REQUIREMENT
Repeat each record exactly. Any picture gets left out.

DATA SECTION
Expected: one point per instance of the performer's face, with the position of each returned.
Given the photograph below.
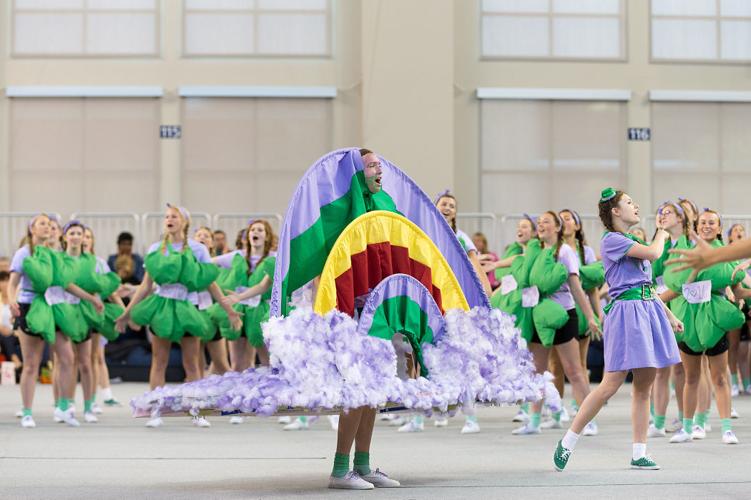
(372, 171)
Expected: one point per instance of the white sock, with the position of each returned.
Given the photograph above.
(569, 440)
(640, 451)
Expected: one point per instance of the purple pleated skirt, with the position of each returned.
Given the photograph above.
(637, 334)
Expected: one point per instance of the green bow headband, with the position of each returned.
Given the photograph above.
(607, 194)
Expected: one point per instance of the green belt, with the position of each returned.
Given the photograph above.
(643, 292)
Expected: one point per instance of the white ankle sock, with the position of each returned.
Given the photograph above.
(640, 451)
(569, 440)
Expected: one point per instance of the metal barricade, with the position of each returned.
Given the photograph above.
(13, 229)
(153, 222)
(106, 227)
(233, 223)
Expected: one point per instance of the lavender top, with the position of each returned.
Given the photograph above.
(570, 260)
(25, 293)
(622, 272)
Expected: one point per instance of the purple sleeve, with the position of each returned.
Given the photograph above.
(569, 259)
(16, 265)
(614, 246)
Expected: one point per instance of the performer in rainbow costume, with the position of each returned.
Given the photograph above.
(380, 260)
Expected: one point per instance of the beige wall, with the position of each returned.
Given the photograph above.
(406, 74)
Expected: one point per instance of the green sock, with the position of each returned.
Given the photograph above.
(341, 465)
(362, 463)
(660, 421)
(687, 424)
(534, 420)
(726, 425)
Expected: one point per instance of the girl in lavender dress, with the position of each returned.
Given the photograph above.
(638, 330)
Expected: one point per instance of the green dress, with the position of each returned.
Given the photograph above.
(256, 311)
(168, 312)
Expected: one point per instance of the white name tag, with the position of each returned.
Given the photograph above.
(508, 284)
(660, 288)
(698, 293)
(530, 296)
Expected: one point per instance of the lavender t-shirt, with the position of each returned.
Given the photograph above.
(570, 260)
(622, 272)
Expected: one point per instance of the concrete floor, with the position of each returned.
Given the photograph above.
(119, 458)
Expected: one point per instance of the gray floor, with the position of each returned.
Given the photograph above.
(119, 458)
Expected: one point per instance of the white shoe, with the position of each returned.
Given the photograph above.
(591, 429)
(728, 437)
(412, 426)
(655, 432)
(470, 427)
(351, 481)
(520, 417)
(334, 422)
(551, 424)
(297, 425)
(155, 422)
(200, 421)
(441, 422)
(681, 436)
(525, 430)
(380, 480)
(698, 432)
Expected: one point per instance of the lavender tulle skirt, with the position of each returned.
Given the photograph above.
(637, 334)
(324, 364)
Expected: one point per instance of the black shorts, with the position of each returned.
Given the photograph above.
(565, 333)
(20, 321)
(721, 347)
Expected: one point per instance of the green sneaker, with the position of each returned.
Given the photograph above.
(644, 463)
(560, 457)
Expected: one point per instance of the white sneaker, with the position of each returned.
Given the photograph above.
(525, 430)
(470, 427)
(397, 421)
(655, 432)
(681, 436)
(380, 480)
(155, 422)
(520, 417)
(334, 422)
(351, 481)
(591, 429)
(698, 432)
(551, 424)
(728, 437)
(412, 426)
(200, 421)
(297, 425)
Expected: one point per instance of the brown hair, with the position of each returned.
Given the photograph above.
(267, 245)
(606, 210)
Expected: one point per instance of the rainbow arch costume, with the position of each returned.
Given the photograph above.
(387, 263)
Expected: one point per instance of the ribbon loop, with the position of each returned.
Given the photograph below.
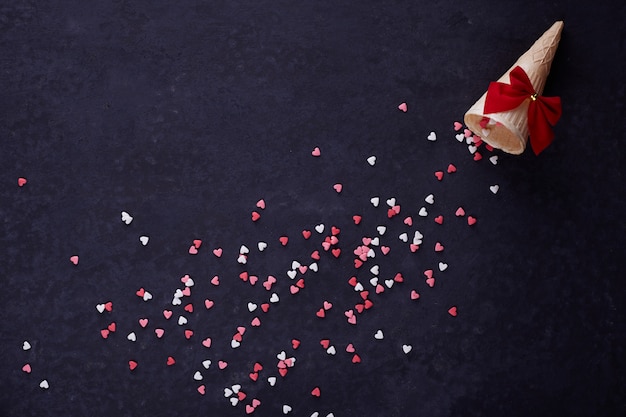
(543, 112)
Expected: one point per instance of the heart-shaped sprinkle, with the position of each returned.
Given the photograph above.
(126, 218)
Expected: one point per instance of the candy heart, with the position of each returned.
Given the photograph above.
(126, 218)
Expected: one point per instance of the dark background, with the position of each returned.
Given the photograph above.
(185, 113)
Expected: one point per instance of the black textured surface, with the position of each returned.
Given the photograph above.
(185, 113)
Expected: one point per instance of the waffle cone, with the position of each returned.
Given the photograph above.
(509, 130)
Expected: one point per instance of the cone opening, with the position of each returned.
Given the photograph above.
(501, 135)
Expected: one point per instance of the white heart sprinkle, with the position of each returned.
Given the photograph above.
(126, 218)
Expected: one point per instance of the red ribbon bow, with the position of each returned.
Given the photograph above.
(543, 112)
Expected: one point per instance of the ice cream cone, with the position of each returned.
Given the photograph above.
(509, 130)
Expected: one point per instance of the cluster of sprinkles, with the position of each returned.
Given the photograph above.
(365, 256)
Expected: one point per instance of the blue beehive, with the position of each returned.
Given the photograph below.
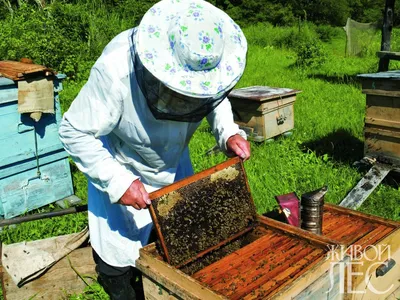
(34, 168)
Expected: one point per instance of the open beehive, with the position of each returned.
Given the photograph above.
(226, 251)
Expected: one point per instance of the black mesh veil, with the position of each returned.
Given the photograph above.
(165, 103)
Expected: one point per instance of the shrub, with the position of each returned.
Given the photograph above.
(311, 54)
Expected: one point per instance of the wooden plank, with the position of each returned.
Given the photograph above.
(286, 278)
(367, 264)
(243, 259)
(155, 291)
(366, 186)
(367, 217)
(395, 295)
(184, 286)
(203, 212)
(17, 70)
(181, 183)
(58, 281)
(318, 240)
(378, 92)
(320, 268)
(389, 55)
(261, 93)
(26, 191)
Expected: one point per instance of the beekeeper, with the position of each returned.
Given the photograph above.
(128, 129)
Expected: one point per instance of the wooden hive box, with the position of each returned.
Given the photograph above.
(267, 259)
(382, 116)
(25, 145)
(263, 112)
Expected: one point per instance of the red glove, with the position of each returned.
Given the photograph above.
(239, 146)
(135, 196)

FULL ANSWER
Expected: one point per instance of the performer's face, with the position of each returned.
Given the photograph below.
(372, 171)
Expected: one point per instance of the white sock, with the position of each returned.
Given the photograph above.
(569, 440)
(640, 451)
Expected: one point per instance of the purple pleated skirt, with the position of each returned.
Given the photograph above.
(637, 334)
Expected: one point per instance of the green bow headband, with the position of each returned.
Given the photograph above.
(607, 194)
Expected: one point per instance of the green belt, with the position of each returned.
Given the photograph above.
(643, 292)
Expected: one point per instance of the white ankle sock, with the position of each returned.
Given the photograph above.
(640, 451)
(569, 440)
Expected: one point per instance of the metal barricade, with the position of each returned.
Given the photograph above.
(13, 229)
(153, 222)
(106, 227)
(233, 223)
Expected: one point per instance of the lavender top, with the position of each returned.
Given the photograph above.
(570, 260)
(25, 293)
(622, 272)
Expected: one point per instance of the purple sleeve, with the position of each returned.
Given the photograph above.
(569, 259)
(16, 265)
(614, 246)
Expected: one point per instance of the performer in rainbow costume, with the position of each returned.
Given the photograph above.
(380, 260)
Expected: one point per instance of the beige wall, with the position of each returned.
Given the photograph above.
(406, 74)
Expected: one point per instance of the green sock, with the position of each returned.
Given the photograph above.
(341, 465)
(362, 463)
(660, 421)
(687, 424)
(534, 420)
(726, 425)
Expected: one point per instance of the girl in lavender dress, with the position of each returned.
Given the photograph above.
(638, 330)
Expected: one point per instance of the green dress, with the position of each returned.
Given the photograph above.
(256, 311)
(168, 312)
Expected: one point per instance of the white name tag, with the position of each returned.
Given the photograph above.
(508, 284)
(660, 288)
(698, 293)
(530, 296)
Expected: one point per instance of the lavender t-shirt, with the position of each returned.
Given the photograph above.
(570, 260)
(622, 272)
Expected: one point per instance of the concrete floor, with the position of each returned.
Given the photograph above.
(119, 458)
Expected: one point per instance of the gray floor, with the position of each returned.
Given the photograph above.
(119, 458)
Expected: one point per instance of the white shoe, with the position of each returned.
Given the photograph above.
(591, 429)
(728, 437)
(412, 426)
(655, 432)
(470, 427)
(351, 481)
(520, 417)
(334, 422)
(551, 424)
(297, 425)
(155, 422)
(200, 421)
(441, 422)
(681, 436)
(525, 430)
(380, 480)
(698, 432)
Expected: one point per instance of the lavender tulle skirt, with the position of each returned.
Given the photograph above.
(637, 334)
(324, 364)
Expected: one point per instance of the black shorts, with the position of each returned.
Given the photograph above.
(565, 333)
(20, 321)
(721, 347)
Expected: one point per instance of the green sneaker, with the position of each returned.
Given the photograph above.
(644, 463)
(560, 457)
Expected: one point per instance of the white sneaker, with the position of each returned.
Given the photograph above.
(525, 430)
(470, 427)
(397, 421)
(655, 432)
(681, 436)
(380, 480)
(155, 422)
(520, 417)
(334, 422)
(351, 481)
(591, 429)
(698, 432)
(551, 424)
(728, 437)
(412, 426)
(200, 421)
(297, 425)
Expected: one point per instance of the brown hair, with the position of each returned.
Given the photograph above.
(267, 245)
(606, 210)
Expected: one point per instance of the rainbow arch costume, with the position of each returned.
Given the photograph above.
(387, 263)
Expected: one point per instance of the ribbon loop, with the position of each returned.
Given the photograph below.
(543, 112)
Expected: one point per instance of the heart-shaped sprinkle, with the position of each returned.
Given the photograph above.
(126, 218)
Expected: one point per instance of the candy heart, with the position of each returned.
Given the photograph above.
(126, 218)
Expected: one point per instance of the dark background, with the position of each returned.
Given the photograph above.
(185, 113)
Expected: one point per instance of the black textured surface, with the position of each returned.
Given the photograph above.
(185, 113)
Expected: one point per instance of the waffle cone, with the position of each returned.
Given the photograph above.
(509, 130)
Expected: one point per instance of the cone opening, with the position of each returned.
Given the photograph above.
(501, 135)
Expected: one point per instance of the white heart sprinkle, with the position of each returned.
Given the photograph above.
(126, 218)
Expected: one point per instance of the red ribbon bow, with the position of each returned.
Given the photograph above.
(543, 112)
Expected: one point per instance of the ice cream cone, with the position of each returned.
Given the photograph above.
(509, 130)
Expected: one point per instance of the cluster of sprinkles, with the position of each returned.
Given the photograph above.
(365, 256)
Expected: one point per instance of the blue beehive, with the position of each returned.
Given the photograph below.
(34, 168)
Expected: one point per instance of the open beehive, with the position of each returned.
Given the photograph above.
(226, 251)
Expected: one point per instance of the black mesh veil, with the position of each returned.
Given the photograph above.
(165, 103)
Expected: one point per instance of the shrub, with the position of each returned.
Given the photograph above.
(311, 54)
Expected: one point per instance of the wooden plank, with the position of each returned.
Given the photograph above.
(286, 278)
(367, 264)
(243, 259)
(155, 291)
(366, 186)
(367, 217)
(395, 295)
(184, 286)
(203, 212)
(17, 70)
(181, 183)
(58, 281)
(318, 240)
(378, 92)
(320, 268)
(389, 55)
(261, 93)
(26, 191)
Expected: one point per instance of the beekeeper, with the position of each returned.
Given the photograph above.
(128, 129)
Expected: one point per instance of the wooden hive box, with the position of each returned.
Given the photograph above.
(267, 259)
(382, 116)
(25, 145)
(263, 112)
Expected: one point per instance of the red glove, with the position of each returned.
Given the photograph above.
(239, 146)
(135, 196)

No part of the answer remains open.